## GIVEN PROBLEM
Please rewrite the bank ETF article starting with "In one of the" and going on through "the same period.", replacing "investors" with "traders" throughout.

## SELECTED TEXT
------
In one of the surest signs that investors are betting that the Federal Reserve will boost interest rates at some point this year, 10-year Treasury yields have surged 34.3% over the past six months.

Another sign that cements the notion that investors are preparing for higher borrowing costs is the price action in the SPDR S&P Regional Banking ETF (NYSEArca: KRE). All KRE, the largest regional bank ETF has done over the past six months is surge 18.4%.That is better than double the returns offered by the Financial Select Sector SPDR (NYSEArca: XLF) over the same period.

A rising interest rate environment will throw a wrench into the financial markets. Nevertheless, bank-related exchange traded funds could weather the storm as financial firms have positioned ahead of the potential rate changes. KRE’s sensitivity to interest rates is well known. The ETF rose just 2% last year after surging 47% in 2013 when yields spiked. KRE’s holdings have an average beta of +0.44 to moves in the US 10 Year Treasury. [Look to Bank ETFs in a Rising Rate Environment]

Another out-performing bank ETF has been the SPDR S&P Bank ETF (NYSEArca: KBE), which has surged 18.6% over the past six months.
------
## EXTRACTED MATERIAL
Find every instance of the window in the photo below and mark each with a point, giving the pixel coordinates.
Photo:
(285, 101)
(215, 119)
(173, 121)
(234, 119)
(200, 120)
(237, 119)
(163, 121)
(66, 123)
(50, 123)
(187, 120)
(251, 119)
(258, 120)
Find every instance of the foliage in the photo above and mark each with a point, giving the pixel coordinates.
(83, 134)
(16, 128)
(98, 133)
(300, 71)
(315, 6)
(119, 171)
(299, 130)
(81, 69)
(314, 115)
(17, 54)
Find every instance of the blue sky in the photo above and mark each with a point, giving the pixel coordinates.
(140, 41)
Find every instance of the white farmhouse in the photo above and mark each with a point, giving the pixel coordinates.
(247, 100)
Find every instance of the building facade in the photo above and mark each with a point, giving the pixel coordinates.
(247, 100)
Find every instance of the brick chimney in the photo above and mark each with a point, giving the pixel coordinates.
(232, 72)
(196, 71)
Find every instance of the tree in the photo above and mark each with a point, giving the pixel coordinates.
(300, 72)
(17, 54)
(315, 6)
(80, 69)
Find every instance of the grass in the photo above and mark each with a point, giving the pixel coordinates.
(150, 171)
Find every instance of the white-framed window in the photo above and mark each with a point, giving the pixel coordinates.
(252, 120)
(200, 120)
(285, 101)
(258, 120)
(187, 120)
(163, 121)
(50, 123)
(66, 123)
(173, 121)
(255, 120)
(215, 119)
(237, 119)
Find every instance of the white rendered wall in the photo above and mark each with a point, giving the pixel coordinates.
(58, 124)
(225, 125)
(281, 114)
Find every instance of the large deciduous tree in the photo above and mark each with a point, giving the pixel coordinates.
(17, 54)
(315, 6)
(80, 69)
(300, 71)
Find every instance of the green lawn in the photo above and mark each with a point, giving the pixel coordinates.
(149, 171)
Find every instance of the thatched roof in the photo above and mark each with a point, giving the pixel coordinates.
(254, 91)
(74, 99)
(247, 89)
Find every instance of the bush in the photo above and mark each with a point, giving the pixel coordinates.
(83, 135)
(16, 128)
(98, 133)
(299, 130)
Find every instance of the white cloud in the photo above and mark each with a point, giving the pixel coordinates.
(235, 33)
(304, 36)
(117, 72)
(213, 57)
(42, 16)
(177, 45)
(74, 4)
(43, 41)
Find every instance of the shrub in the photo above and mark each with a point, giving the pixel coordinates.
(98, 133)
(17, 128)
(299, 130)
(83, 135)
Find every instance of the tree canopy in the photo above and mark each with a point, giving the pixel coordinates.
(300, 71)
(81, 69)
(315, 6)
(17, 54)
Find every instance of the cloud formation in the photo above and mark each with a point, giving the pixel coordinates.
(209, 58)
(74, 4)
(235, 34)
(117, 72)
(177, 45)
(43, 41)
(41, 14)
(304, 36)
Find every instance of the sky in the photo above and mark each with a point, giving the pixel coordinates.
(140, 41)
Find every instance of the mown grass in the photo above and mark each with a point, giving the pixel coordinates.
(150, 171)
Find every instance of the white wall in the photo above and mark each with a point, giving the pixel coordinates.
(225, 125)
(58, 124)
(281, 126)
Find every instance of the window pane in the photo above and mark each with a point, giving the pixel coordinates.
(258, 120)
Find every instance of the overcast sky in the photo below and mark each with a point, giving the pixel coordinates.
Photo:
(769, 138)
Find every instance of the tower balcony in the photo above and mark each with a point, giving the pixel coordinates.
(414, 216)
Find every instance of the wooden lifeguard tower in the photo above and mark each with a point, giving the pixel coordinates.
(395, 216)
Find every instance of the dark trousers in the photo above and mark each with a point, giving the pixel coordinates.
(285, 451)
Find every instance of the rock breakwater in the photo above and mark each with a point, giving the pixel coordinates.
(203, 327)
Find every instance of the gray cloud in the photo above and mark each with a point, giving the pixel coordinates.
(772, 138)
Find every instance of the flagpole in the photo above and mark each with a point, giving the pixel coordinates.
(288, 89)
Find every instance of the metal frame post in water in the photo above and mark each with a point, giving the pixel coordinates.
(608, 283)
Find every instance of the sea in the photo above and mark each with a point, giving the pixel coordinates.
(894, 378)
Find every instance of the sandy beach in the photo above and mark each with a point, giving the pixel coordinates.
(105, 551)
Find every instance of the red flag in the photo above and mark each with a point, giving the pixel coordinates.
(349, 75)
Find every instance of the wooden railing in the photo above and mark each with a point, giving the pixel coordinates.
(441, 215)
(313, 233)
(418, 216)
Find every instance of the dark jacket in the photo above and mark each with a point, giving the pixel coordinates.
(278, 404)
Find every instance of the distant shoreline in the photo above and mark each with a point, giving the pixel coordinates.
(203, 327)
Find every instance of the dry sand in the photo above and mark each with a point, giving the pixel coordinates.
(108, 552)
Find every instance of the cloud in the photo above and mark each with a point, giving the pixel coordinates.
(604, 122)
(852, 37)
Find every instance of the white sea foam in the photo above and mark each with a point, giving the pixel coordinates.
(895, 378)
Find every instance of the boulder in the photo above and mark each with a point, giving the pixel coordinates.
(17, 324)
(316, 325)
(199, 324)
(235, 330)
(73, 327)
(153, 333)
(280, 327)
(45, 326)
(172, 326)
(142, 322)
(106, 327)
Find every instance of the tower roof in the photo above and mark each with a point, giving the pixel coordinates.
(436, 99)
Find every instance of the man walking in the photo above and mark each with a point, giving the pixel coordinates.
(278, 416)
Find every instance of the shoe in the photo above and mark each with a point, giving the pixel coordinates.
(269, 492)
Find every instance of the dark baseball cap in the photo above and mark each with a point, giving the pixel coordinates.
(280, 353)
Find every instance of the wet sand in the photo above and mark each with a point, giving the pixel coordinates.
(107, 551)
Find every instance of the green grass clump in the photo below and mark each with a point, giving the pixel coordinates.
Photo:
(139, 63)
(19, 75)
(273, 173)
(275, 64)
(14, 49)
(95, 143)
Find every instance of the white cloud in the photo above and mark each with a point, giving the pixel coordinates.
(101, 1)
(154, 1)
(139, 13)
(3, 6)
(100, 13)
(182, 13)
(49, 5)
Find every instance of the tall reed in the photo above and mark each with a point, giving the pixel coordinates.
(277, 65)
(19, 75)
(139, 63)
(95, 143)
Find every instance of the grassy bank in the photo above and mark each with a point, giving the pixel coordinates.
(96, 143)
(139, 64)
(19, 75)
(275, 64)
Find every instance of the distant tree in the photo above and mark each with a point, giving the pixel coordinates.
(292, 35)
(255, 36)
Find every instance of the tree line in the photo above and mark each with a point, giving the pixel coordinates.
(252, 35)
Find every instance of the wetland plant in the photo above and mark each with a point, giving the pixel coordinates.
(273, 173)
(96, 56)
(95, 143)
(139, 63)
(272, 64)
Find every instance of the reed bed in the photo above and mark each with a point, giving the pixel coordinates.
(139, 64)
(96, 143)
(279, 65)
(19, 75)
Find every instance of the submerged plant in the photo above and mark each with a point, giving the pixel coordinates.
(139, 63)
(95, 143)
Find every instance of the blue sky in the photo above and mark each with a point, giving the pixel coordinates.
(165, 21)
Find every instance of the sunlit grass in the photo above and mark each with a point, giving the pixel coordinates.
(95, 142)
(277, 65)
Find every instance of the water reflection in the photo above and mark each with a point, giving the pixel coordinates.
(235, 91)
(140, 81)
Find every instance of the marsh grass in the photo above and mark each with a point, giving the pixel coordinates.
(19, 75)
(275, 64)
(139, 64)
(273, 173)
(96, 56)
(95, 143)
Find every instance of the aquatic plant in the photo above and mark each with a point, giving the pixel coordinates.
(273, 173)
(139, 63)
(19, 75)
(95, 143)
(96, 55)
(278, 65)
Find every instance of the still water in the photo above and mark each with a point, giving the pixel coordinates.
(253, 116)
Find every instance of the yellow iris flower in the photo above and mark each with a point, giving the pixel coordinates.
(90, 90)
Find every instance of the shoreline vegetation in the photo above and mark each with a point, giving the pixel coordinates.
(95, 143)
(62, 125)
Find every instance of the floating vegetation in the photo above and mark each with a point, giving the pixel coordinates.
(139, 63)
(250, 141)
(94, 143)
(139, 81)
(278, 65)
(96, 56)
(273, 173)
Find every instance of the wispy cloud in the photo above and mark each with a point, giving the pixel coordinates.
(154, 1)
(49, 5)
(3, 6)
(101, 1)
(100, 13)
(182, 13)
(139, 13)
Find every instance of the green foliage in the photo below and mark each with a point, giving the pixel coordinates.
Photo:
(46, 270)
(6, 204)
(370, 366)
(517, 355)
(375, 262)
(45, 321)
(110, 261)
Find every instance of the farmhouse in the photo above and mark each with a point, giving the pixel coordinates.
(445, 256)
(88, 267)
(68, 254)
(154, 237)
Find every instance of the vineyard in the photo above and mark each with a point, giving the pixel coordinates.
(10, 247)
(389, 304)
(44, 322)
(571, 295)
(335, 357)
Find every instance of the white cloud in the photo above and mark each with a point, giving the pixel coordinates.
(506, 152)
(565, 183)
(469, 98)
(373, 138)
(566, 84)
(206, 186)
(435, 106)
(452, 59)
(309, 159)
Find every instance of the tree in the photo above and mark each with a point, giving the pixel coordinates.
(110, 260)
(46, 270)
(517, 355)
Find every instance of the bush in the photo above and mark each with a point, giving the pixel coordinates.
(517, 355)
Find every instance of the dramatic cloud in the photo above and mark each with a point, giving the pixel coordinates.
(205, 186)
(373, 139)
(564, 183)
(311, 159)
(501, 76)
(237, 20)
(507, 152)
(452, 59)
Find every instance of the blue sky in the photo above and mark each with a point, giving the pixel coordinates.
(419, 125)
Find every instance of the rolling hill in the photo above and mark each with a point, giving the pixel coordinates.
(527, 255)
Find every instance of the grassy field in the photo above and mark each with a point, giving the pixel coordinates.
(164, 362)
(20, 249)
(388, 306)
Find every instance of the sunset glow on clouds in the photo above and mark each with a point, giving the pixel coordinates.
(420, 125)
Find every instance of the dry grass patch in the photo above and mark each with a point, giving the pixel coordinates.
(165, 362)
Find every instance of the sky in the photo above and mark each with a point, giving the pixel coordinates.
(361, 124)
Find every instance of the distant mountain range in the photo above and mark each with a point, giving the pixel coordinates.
------
## RESULT OF THE EXERCISE
In one of the surest signs that traders are betting that the Federal Reserve will boost interest rates at some point this year, 10-year Treasury yields have surged 34.3% over the past six months.

Another sign that cements the notion that traders are preparing for higher borrowing costs is the price action in the SPDR S&P Regional Banking ETF (NYSEArca: KRE). All KRE, the largest regional bank ETF has done over the past six months is surge 18.4%.That is better than double the returns offered by the Financial Select Sector SPDR (NYSEArca: XLF) over the same period.